▸ **GIVEN INSTRUCTION**
Every entry must be given again exactly.

▸ **MATERIAL SUPPLIED**

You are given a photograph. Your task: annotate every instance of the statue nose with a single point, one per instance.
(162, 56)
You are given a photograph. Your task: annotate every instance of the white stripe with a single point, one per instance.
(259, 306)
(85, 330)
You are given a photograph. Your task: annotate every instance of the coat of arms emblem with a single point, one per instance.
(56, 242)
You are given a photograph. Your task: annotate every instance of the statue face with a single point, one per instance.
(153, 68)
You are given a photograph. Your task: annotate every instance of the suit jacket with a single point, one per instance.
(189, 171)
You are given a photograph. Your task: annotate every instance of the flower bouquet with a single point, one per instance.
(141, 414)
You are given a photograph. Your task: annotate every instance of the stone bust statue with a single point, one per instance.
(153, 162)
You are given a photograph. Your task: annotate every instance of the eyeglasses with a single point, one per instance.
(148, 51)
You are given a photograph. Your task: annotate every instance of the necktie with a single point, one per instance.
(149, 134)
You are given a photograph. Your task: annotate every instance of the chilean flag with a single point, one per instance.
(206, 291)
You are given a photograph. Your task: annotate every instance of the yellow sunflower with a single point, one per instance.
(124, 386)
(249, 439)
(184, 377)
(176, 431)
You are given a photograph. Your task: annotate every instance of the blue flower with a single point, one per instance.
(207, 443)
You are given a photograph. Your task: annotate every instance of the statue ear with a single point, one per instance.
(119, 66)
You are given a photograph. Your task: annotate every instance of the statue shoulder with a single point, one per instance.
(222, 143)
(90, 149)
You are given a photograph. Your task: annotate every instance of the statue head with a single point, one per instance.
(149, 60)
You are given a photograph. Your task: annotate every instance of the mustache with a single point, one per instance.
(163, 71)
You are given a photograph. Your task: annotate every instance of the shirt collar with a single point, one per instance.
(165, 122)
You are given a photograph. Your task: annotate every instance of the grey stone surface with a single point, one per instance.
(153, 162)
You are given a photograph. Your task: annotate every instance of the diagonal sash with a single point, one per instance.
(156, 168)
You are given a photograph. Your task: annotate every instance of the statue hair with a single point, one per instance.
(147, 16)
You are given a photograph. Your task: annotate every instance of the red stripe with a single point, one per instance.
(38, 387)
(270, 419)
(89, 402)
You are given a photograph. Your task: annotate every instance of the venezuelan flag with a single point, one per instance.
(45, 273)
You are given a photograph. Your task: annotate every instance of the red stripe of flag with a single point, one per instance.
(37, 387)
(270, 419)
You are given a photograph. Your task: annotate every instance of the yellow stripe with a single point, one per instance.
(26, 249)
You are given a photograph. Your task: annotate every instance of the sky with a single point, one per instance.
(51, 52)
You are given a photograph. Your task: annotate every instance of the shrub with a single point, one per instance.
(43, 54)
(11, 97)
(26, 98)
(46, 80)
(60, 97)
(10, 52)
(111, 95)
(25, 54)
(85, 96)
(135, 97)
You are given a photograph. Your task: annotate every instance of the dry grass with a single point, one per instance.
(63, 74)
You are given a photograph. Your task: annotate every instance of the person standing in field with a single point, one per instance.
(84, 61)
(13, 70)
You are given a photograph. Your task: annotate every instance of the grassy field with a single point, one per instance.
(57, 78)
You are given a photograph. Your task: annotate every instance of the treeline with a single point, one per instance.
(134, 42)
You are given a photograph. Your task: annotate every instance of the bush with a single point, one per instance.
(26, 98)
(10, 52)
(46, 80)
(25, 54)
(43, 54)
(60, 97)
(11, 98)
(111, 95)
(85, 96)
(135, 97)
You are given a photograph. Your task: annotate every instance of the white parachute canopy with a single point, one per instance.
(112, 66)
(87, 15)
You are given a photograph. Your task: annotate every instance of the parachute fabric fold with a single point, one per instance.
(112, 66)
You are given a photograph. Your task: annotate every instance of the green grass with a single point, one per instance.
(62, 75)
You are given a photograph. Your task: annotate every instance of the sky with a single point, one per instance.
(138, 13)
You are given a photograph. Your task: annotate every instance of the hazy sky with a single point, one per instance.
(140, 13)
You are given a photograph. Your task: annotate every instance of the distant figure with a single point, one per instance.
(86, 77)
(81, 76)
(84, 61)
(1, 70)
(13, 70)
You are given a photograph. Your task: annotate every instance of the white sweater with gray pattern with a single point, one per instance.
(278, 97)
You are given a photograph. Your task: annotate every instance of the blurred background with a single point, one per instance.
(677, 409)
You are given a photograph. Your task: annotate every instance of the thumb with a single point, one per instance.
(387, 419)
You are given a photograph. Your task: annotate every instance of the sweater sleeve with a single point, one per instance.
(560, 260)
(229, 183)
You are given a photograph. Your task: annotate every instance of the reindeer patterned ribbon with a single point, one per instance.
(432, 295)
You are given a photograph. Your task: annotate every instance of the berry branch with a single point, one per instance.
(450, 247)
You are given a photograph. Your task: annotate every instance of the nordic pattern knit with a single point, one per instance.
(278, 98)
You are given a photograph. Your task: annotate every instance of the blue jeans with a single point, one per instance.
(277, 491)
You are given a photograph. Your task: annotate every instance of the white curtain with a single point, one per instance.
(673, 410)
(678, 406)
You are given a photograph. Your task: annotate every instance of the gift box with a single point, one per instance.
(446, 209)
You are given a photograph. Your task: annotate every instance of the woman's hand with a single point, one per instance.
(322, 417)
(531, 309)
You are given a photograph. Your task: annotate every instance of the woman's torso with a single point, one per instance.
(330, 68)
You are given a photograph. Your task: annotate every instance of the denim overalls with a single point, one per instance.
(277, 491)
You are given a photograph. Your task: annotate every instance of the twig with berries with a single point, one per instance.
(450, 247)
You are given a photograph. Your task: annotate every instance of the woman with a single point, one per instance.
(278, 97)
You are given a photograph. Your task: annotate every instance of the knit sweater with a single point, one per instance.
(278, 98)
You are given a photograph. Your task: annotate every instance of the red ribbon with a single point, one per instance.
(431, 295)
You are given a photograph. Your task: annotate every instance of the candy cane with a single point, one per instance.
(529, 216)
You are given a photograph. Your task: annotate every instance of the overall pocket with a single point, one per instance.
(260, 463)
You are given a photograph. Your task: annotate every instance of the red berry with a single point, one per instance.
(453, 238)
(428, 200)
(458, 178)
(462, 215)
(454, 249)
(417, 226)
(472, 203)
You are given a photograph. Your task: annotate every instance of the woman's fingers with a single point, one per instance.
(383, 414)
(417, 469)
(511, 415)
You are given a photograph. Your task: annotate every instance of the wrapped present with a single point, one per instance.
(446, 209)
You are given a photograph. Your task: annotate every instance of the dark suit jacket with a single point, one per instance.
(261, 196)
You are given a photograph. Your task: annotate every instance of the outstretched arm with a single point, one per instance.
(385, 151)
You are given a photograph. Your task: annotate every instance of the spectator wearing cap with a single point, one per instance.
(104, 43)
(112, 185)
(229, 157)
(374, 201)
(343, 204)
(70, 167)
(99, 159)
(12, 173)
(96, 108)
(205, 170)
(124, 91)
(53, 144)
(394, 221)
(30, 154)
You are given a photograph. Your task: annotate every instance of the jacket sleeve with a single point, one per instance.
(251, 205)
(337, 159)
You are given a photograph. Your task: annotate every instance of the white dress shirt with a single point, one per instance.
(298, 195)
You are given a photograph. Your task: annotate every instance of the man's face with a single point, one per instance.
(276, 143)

▸ **EXERCISE SOLUTION**
You are given a photograph. Your task: annotate every instance of the statue nose with a single point, one per instance.
(162, 56)
You are given a photograph. Your task: annotate every instance of the white stripe with a single point, one per instance.
(259, 306)
(85, 330)
You are given a photograph. Your task: annotate every instance of the coat of arms emblem with a single point, one per instance.
(56, 242)
You are given a photograph. Your task: annotate every instance of the statue face with a single point, one per instance.
(153, 68)
You are given a photograph. Your task: annotate every instance of the suit jacket with a single point, one per instance.
(189, 171)
You are given a photograph. Your task: annotate every instance of the flower bouquet with a single point, one per instance.
(141, 414)
You are given a photograph. Your task: annotate every instance of the stone bust statue with a single point, one per instance.
(153, 162)
You are given a photograph. Your task: annotate every instance of the eyeglasses with a single point, one per instance.
(148, 51)
You are given a photograph. Your task: annotate every instance of the necktie with a single point, one per instance.
(149, 134)
You are given a photograph. Your task: annotate every instance of the chilean flag with a single point, one per instance.
(206, 291)
You are given a photograph. Your task: annotate every instance of the yellow sunflower with a single point, one per instance.
(124, 386)
(249, 439)
(184, 377)
(176, 431)
You are given a photograph. Your task: annotate every instance of the blue flower with a single point, one per instance.
(207, 443)
You are given a photograph. Your task: annotate every instance of the statue ear with a single point, one per instance.
(119, 66)
You are given a photograph. Your task: annotate every instance of the statue shoulder with a single point, one per instance.
(222, 143)
(90, 149)
You are given a photograph. Your task: annotate every instance of the statue head with a single point, one per instance.
(149, 60)
You are given a photograph. Your task: annotate every instance of the mustache with a single point, one per instance.
(163, 71)
You are given a photograph. Your task: annotate every instance of the shirt collar with a single point, one per instance.
(165, 122)
You are given a photograph. Your task: annotate every instance of the grey stone surface with a single point, one per instance.
(153, 162)
You are given a photograph. Your task: annotate every instance of the diagonal sash with a single point, one per instance.
(156, 168)
You are given a photograph. Your task: annotate every instance of the statue hair with a single point, one per instance.
(147, 16)
You are given a photograph. Your task: annotate every instance of the red stripe with a single point, one per instance.
(38, 387)
(270, 419)
(89, 402)
You are given a photograph. Your task: annotate every instance of the venezuelan flag with a single point, one per instance.
(45, 273)
You are given a photograph. Your task: annotate every instance of the red stripe of flag with a single point, one per instance.
(37, 387)
(270, 419)
You are given a photograph. Your task: annotate every instance of the yellow stripe with a single point, one per instance.
(26, 249)
You are given a photograph. Your task: annotate every instance of the sky with a single point, one per instance.
(51, 52)
You are given a photograph. Your task: annotate every instance of the shrub with a single point, one per instance.
(43, 54)
(11, 97)
(26, 98)
(46, 80)
(60, 97)
(10, 52)
(111, 95)
(25, 54)
(85, 96)
(135, 97)
You are given a photograph. Your task: annotate every instance of the dry grass with a single point, one per instance.
(63, 74)
You are given a photograph. Your task: annotate every instance of the person standing in field with a single point, one per instance.
(84, 61)
(13, 70)
You are given a photograph. Your task: annotate every instance of the grassy field with a single point, one per instance.
(57, 78)
You are given a photograph. Your task: annotate every instance of the treeline with a single point, one per instance.
(134, 42)
You are given a photograph. Your task: annotate every instance of the bush with a single point, one per instance.
(26, 98)
(10, 52)
(46, 80)
(25, 54)
(43, 54)
(60, 97)
(11, 98)
(111, 95)
(85, 96)
(135, 97)
You are given a photograph. Your task: annotate every instance of the white parachute canopy with a single point, one per instance.
(112, 66)
(87, 15)
You are given a photograph. Your task: annotate every instance of the parachute fabric fold with a single point, one per instance.
(112, 66)
You are given a photograph. Your task: annotate every instance of the green grass with a single point, one per instance.
(62, 75)
You are given a photograph. Your task: annotate every instance of the sky with a single point, one per instance.
(138, 13)
You are given a photograph. Your task: annotate every instance of the hazy sky with a single point, one per instance.
(140, 13)
You are given a photograph. Your task: annotate every instance of the distant figure with a single point, one per instance.
(86, 77)
(81, 76)
(84, 61)
(1, 70)
(13, 70)
You are given a photograph. Your task: annotate every instance of the white sweater with gray pattern with a single point, one per instance.
(278, 97)
You are given a photograph. Your task: annotate every instance of the blurred background with a single point, one per instance.
(677, 409)
You are given a photograph. Your task: annotate every instance of the thumb with a single point, one per instance.
(387, 419)
You are given a photograph. Your task: annotate every instance of the sweater sleeve with a single point, one per instance.
(560, 260)
(229, 183)
You are given a photograph. Your task: annotate every instance of the reindeer patterned ribbon with a single point, one per instance.
(432, 295)
You are given a photograph. Your task: annotate every instance of the berry branch with a single point, one per instance.
(450, 247)
You are given a photograph. Your task: annotate every instance of the nordic pattern knit with a single point, one per instance.
(278, 98)
You are given a photograph. Your task: annotate every instance of the blue jeans with a single point, one per instance.
(277, 491)
You are given a photograph. Your task: annotate every instance of the white curtain with a single point, one per instance.
(673, 410)
(678, 406)
You are given a photograph. Your task: annotate every instance of the gift box with a single point, one per instance.
(446, 209)
You are given a photograph. Your task: annotate every instance of the woman's hand with a single point, one per instance.
(322, 417)
(531, 309)
You are given a photograph. Your task: annotate every instance of the woman's torso with a single point, one per instance.
(330, 68)
You are given a photograph. Your task: annotate every instance of the denim overalls with a single point, one per instance.
(277, 491)
You are given a photograph. Your task: annotate every instance of the twig with berries with a single point, one per instance.
(450, 247)
You are given a photograph. Your task: annotate every instance of the woman with a single point, one per instance.
(278, 97)
You are given a photograph. Your task: annotate every instance of the knit sweater with a single point, one per instance.
(278, 98)
You are given a photograph. Your task: annotate every instance of the red ribbon with a single point, one per instance.
(431, 295)
You are given a photograph. Your task: annotate every instance of the candy cane with a single point, one per instance.
(529, 216)
You are given a photograph. Your task: annotate every instance of the overall pocket with a single point, one per instance.
(260, 463)
You are given a photograph. Your task: annotate every instance of the red berry with a single point, one per instance.
(453, 238)
(428, 200)
(458, 178)
(462, 215)
(454, 249)
(417, 226)
(472, 203)
You are given a photograph. Your task: annotate every instance of the woman's fingers with a single point, one per instance.
(383, 414)
(417, 469)
(511, 415)
You are given a photograph. Your task: annotate every instance of the wrapped present with a single point, one per instance.
(446, 209)
You are given a photograph. Your task: annotate every instance of the dark suit jacket with a single point, one per instance.
(261, 196)
You are given a photograph. Your task: annotate every instance of the outstretched arm with a single point, one per instance.
(385, 151)
You are given a photograph. Your task: annotate every instance of the spectator wearing cap with a single point, one per instance.
(104, 43)
(112, 185)
(229, 157)
(374, 201)
(343, 204)
(70, 167)
(99, 159)
(12, 173)
(96, 108)
(205, 170)
(124, 91)
(53, 144)
(394, 221)
(30, 154)
You are given a photograph. Your task: annotate every instance of the jacket sleeve with a single point, one per instance.
(251, 205)
(337, 159)
You are given a photograph. Your task: annotate every instance of the white dress shirt with a single point, one per instance.
(298, 195)
You are given a photograph. Your task: annotate every instance of the man's face with a single point, one per instance.
(276, 143)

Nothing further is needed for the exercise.